--- START ---

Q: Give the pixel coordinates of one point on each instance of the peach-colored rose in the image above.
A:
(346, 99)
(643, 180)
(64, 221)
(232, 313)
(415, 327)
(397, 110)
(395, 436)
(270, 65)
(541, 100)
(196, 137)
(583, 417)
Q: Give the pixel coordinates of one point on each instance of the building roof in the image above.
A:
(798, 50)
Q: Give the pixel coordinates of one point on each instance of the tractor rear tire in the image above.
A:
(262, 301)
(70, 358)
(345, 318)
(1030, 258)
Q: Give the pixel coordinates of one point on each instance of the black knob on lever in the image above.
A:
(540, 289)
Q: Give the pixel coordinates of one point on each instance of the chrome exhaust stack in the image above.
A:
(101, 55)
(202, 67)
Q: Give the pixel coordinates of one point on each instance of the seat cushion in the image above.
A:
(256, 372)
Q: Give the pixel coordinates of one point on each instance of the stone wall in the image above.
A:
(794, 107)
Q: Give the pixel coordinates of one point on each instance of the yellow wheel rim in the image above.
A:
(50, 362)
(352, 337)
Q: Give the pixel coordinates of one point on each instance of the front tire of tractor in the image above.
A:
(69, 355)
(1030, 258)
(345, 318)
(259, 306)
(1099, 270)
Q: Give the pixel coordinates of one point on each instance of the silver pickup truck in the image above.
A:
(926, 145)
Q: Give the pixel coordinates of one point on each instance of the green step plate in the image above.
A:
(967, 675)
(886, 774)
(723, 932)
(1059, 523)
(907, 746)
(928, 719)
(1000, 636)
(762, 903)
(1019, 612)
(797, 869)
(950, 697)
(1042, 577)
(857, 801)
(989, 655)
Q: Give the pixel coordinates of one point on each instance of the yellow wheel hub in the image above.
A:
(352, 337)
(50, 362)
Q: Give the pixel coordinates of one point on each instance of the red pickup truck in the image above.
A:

--- END ---

About this exercise
Using the entries above, please restate each one word for word.

Solution for this task
Q: Give the pixel coordinates of one point on each instance of the peach-colored rose in the image above.
A:
(346, 99)
(643, 180)
(64, 221)
(232, 313)
(415, 327)
(397, 110)
(395, 436)
(270, 65)
(541, 100)
(196, 137)
(583, 417)
Q: Give the pixel coordinates of one point on each instance of the building roof in the image above.
A:
(798, 50)
Q: Give the pixel coordinates of one point on each instance of the tractor rear tire in the image above.
A:
(262, 301)
(70, 358)
(345, 318)
(1030, 258)
Q: Give the pixel coordinates of one point on each instance of the black knob on lever in the image above.
A:
(540, 289)
Q: Give the pixel coordinates of one point on each instance of the chrome exhaust stack in the image above.
A:
(101, 55)
(202, 67)
Q: Give the pixel coordinates of one point on each instance of the seat cushion in the image above.
A:
(256, 372)
Q: Give the pixel coordinates of one point on each instance of the stone wall in the image above.
A:
(794, 107)
Q: Give the pixel coordinates of one point on each instance of the yellow wheel rim in the image above.
A:
(50, 362)
(352, 337)
Q: Give the pixel coordinates of one point on each instance of the front tire of tractor in the image above.
A:
(69, 355)
(1030, 258)
(345, 318)
(259, 306)
(1099, 270)
Q: Give the pixel coordinates of one point on each instance of the silver pickup truck in the image above.
A:
(926, 145)
Q: Give the pixel coordinates of one point on each instance of the green step plate in the image above.
A:
(967, 675)
(886, 774)
(723, 932)
(1059, 523)
(907, 746)
(928, 719)
(1000, 636)
(762, 903)
(1019, 612)
(797, 869)
(950, 697)
(1042, 577)
(857, 801)
(989, 655)
Q: Give the pixel coordinates of one point on each instance of the yellow wheel hub in the image above.
A:
(352, 337)
(50, 362)
Q: Give the pixel coordinates of one point on each instance of the red pickup truck in the image above.
A:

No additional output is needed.